— TEXTO PARA LEER —
Componente vertebral de la partidocracia es la disposición contenida en el inciso a) de la fracción II del artículo 41 constitucional, que vincula directamente el financiamiento público a los partidos al número de ciudadanos inscritos en el padrón. De esa manera, cada año, al crecer el número de empadronados, aumenta también el monto de los subsidios. De esta cantidad, un 30 por ciento se distribuye en porciones iguales a los partidos que mantengan el registro electoral, y el 70 por ciento de acuerdo con la votación que porcentualmente hayan obtenido en la elección de diputados inmediata anterior. De este modo, no sólo se asegura a los partidos un presupuesto creciente —independientemente de las cuotas de militantes y donativos que puedan recibir—, sino se establecen las condiciones, desiguales, para las siguientes competencias electorales, favoreciendo a los partidos más fuertes. Es preciso, por consiguiente, desligar el financiamiento partidario del padrón y establecer para su distribución una fórmula más equitativa. No se justifica el incremento anual, incluso cuando no es periodo electoral, ni para las campañas, que no requieren extensos recorridos de los candidatos porque se desenvuelven mayormente en los medios electrónicos.

Pero más polémico aún es el tema de la representación proporcional. Ésta debería desaparecer por completo del Senado, donde su instauración vino a romper el principio de dar paridad a entidades desiguales, que era su propósito original. Puede conservarse, sin contrariar ese principio, la existencia de dos escaños al partido mayoritario en cada entidad, y uno a la primera minoría, y reducir el número actual de 128 senadores a 96.

En la Cámara de Diputados (y, por extensión, en las legislaturas locales) parece que la presidenta Sheinbaum ya comprendió que la desaparición de la representación proporcional sería contraproducente. A pesar de las bravatas de la dirigente del Morena Luisa María Alcalde, que ha dicho que el partido guinda puede ganar sin alianzas la mayoría en las cámaras, los datos nos dicen otra cosa. Morena sigue y seguirá necesitando de sus muletas actuales, PVEM y PT, o de otras en el futuro, para conservar la mayoría absoluta en el Congreso, y más para la mayoría calificada; sobre todo después de las recientes elecciones municipales en Durango y Veracruz, donde el partido oficial tuvo serios tropiezos y retrocesos.

Lo que hay que hacer en la Cámara Baja no es desaparecer la presencia de las minorías, sino conformar su representación —y la de la fuerza mayoritaria— de acuerdo con la votación efectivamente obtenida y sin listas preestablecidas. Algo así ha sugerido en algunas declaraciones la presidenta. Los representantes de partido deben ser los más votados entre los no ganadores, pero que hayan hecho campaña en sus respectivos distritos. Al igual que en la actualidad, se puede basar en el cociente electoral, y la asignación en cada circunscripción conforme al resto mayor en orden descendente hasta completar las 200 posiciones de representación proporcional.

— LISTADO DE DATOS —
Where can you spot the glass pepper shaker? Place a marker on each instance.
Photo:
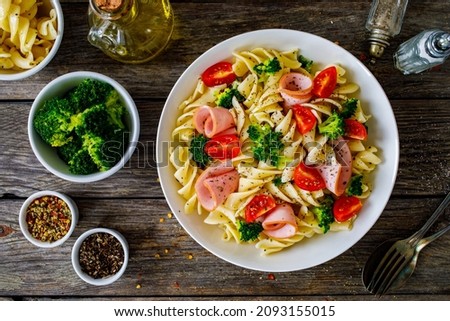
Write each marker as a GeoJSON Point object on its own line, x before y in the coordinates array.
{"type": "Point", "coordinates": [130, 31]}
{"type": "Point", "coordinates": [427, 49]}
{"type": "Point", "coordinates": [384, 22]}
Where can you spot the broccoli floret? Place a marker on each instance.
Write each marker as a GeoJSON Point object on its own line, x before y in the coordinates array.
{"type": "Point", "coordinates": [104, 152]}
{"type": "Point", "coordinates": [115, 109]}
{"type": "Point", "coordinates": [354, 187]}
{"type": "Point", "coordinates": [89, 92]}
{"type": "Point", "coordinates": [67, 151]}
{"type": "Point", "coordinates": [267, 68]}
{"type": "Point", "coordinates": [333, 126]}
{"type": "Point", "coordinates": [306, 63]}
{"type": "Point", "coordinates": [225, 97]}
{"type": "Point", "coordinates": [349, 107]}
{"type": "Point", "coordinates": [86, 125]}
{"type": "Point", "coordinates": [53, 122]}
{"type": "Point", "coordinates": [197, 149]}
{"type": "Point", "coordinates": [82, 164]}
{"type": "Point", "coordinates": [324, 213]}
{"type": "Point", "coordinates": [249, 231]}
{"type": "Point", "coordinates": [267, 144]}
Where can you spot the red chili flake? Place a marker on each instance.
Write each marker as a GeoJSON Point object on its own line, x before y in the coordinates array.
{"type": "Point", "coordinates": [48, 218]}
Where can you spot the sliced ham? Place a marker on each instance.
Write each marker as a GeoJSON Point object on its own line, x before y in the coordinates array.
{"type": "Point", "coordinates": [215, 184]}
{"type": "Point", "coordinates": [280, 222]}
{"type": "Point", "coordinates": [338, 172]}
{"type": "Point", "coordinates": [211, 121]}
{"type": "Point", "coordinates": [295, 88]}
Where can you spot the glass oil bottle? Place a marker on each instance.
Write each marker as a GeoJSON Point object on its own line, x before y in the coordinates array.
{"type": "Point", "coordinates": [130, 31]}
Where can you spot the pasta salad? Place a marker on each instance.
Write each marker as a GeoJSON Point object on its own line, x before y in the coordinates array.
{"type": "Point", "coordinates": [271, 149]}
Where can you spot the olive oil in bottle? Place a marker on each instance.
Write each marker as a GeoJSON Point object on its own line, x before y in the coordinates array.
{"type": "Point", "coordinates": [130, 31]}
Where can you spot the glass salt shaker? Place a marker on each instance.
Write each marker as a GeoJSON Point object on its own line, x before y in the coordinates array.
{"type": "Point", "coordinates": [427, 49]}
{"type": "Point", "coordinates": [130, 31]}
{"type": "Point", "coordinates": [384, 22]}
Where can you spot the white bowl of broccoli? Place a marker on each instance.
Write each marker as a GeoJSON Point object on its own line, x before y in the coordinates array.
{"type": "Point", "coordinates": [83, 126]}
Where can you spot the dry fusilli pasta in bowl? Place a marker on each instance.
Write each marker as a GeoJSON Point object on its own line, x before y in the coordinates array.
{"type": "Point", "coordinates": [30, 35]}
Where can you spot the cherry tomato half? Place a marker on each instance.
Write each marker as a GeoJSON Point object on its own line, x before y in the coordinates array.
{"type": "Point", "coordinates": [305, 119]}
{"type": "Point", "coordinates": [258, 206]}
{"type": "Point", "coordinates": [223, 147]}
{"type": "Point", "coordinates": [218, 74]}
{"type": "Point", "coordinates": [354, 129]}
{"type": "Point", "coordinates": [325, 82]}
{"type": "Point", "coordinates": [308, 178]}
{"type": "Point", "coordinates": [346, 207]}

— PROBLEMAS POR RESOLVER —
1) Según el texto sobre la reforma electoral, ¿a cuántos senadores se podría reducir el número actual de 128?
2) Escribe la continuación del texto sobre la reforma electoral a partir de su última oración.

— RESULTADOS DEL EJERCICIO —
1) A 96 senadores.

2)
No me parece para nada convincente la propuesta que han hecho pública el Instituto de Estudios para la Transición Democrática (IETD, A. C.), tres ex presidentes del IFE-INE y un centenar de académicos, en el documento titulado Por una reforma electoral de consenso, e incluyente, para la democracia, de ampliar a 250 el número de diputados de representación proporcional y reducir a 250 los de elección uninominal. Mucho menos la de que “todos los integrantes del Senado de la República sean elegidos a través de un sistema exclusivamente proporcional por circunscripciones estatales”. Esa iniciativa no elimina, sino refuerza, el manejo de diputaciones y senadurías por las burocracias partidarias que se asignan por sí mismas los primeros lugares de las listas; es decir, una propuesta por completa partidocrática.

Pero la experiencia, si lo que se busca es una representación más democrática y no el agandalle de hoy, nos debe servir. En 2024 el fraude no se hizo en el padrón, en las casillas ni el en cómputo de votos; se efectuó en la asignación de plurinominales por la mayoría obsecuente de consejeros en el INE y de magistrados en el TEPJF. La sobrerrepresentación obsequiada a la trinca del oficialismo, del 75 o 76 por ciento de los asientos camerales, pese a haber obtenido sólo un 54 por ciento de la votación efectiva, está en el origen de la destrucción, a la que impotentes hemos asistido, de la división de poderes y medios de control constitucional. La distorsión no se podrá corregir mientras no se logre implantar en la ley mecanismos que erradiquen definitivamente la posibilidad de la sobrerrepresentación, que hoy se otorga al oficialismo con la misma lógica con que antes operaba la “cláusula de gobernabilidad” que la izquierda electoral siempre combatió.

Es prácticamente seguro que la iniciativa de la presidenta llevará al Congreso la propuesta de reducir —como ya lo deseaba AMLO— el número de consejeros “ciudadanos” en el INE (o INEC), y que, al igual que los juzgadores por la reforma judicial aplicada recientemente, sean electos en urnas. Se trata, tal como en el Poder Judicial, de que los partidos de oposición —que en las elecciones legislativas de 2024 tuvieron más de 40% de los sufragios— no participen en su designación, sino que sean los pertenecientes o afines al oficialismo los que puedan tener esas posiciones. Es decir, eliminar los acuerdos interpartidistas y el reparto de cuotas para sustituirlos por el unipartidismo de la fuerza que tenga mayor capacidad para movilizar ciudadanos (por corrección política, no se debe decir “acarreo” para no ofender castos y sensibles oídos) y habilidad para tocar el acordeón. Sería un remache más en el ataúd del pluralismo y, por tanto, de la democracia representativa, además del riesgo —nuevamente, como en el Poder Judicial — de que arriben a los cargos no los mejores sino los leales, según el credo morenista.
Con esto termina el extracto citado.